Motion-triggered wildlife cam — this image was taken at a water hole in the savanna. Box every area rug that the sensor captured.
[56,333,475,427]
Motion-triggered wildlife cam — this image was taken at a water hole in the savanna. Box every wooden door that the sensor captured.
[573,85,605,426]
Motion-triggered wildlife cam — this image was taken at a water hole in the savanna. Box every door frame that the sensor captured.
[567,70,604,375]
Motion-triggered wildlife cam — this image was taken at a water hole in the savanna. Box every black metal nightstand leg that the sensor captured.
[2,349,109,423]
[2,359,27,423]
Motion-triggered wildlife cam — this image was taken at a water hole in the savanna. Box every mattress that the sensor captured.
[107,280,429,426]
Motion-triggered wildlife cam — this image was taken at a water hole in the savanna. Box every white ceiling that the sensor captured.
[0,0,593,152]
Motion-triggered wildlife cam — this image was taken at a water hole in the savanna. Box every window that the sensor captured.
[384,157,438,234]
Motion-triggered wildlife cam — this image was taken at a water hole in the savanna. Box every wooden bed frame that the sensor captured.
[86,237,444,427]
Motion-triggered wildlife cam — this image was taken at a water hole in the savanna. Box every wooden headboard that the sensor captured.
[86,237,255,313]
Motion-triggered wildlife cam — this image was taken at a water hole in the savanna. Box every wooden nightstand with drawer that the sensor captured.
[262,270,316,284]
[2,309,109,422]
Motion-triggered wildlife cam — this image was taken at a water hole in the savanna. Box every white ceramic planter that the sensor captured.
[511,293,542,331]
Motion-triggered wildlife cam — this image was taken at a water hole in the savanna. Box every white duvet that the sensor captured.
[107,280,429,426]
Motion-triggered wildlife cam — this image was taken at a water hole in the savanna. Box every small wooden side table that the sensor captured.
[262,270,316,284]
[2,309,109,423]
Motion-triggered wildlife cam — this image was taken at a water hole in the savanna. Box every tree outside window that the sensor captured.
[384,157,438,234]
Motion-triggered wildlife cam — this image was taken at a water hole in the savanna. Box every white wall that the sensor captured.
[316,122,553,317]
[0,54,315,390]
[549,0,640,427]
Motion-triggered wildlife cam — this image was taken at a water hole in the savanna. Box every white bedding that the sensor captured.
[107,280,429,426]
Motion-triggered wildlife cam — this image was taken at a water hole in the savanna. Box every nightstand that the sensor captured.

> TASK PROMPT: Write out all the lines above again, replacing "water hole" with "salt lick" everywhere it appears and leaving everything else unchanged.

> SOLUTION TO THE PROBLEM:
Motion-triggered wildlife cam — this image was taken at a salt lick in the savanna. Box every area rug that the sensor captured.
[56,333,475,427]
Motion-triggered wildlife cam — this image was taken at a salt lick in the savanna. Box every wooden door that the sensor captured.
[573,85,605,426]
Motion-triggered wildlife cam — this image was taken at a salt lick in the savanna. Box every door frame that the sensor captured.
[567,70,604,375]
Motion-triggered wildlife cam — this image was taken at a salt lick in the savanna. Box every black metal nightstand leg that the sensor captured.
[2,349,109,423]
[2,359,27,423]
Motion-triggered wildlife cam — this image was taken at a salt lick in the savanna. Box every mattress that the sensor captured.
[107,280,429,426]
Motion-triggered wildlife cam — this image was taken at a salt lick in the savanna. Box every white ceiling that the sensor captured.
[0,0,593,152]
Motion-triggered wildlife cam — this image was taken at a salt lick in the savanna. Box every window that the sensor captured.
[384,157,438,234]
Motion-triggered wildlife cam — this image was taken at a salt lick in the savanna. Box every wooden bed frame that the sensor captured.
[86,237,444,427]
Motion-triggered wildlife cam — this image was taken at a salt lick in the savanna. Box every wooden headboard that the sensor captured.
[86,237,255,313]
Motion-triggered wildlife cam — this image was taken at a salt lick in the savanna. Box every wooden nightstand with drawer that the sensor captured.
[262,270,316,284]
[2,309,109,422]
Motion-triggered wildlife cam — this image was taken at a salt lick in the savanna. Box every white ceramic planter that the sensor captured.
[511,293,542,331]
Motion-triggered wildlife cam — this image was taken at a salt lick in the savanna. Box every white duvet that the sensor captured.
[107,280,429,426]
Motion-triggered wildlife cam — this image was taken at a salt lick in the savanna. Box every small wooden side table that the sensor captured.
[262,270,316,284]
[2,309,109,423]
Motion-triggered wildlife cam — this image was taken at a salt lick in the savanna. Box every tree outside window that the sensor captured.
[384,157,438,234]
Motion-triggered wildlife cam — this image was taken at a salt lick in the savanna. Box every white wall that the sensor captured.
[316,122,553,317]
[0,54,315,390]
[549,0,640,427]
Motion-triggered wildlife cam — this image was taken at a salt lick in the savanna. Box every white bedding that the sensor captured.
[107,280,429,426]
Motion-triggered wildlife cam — this image was taken at a salt lick in the savanna. Box every nightstand that the sensor captured.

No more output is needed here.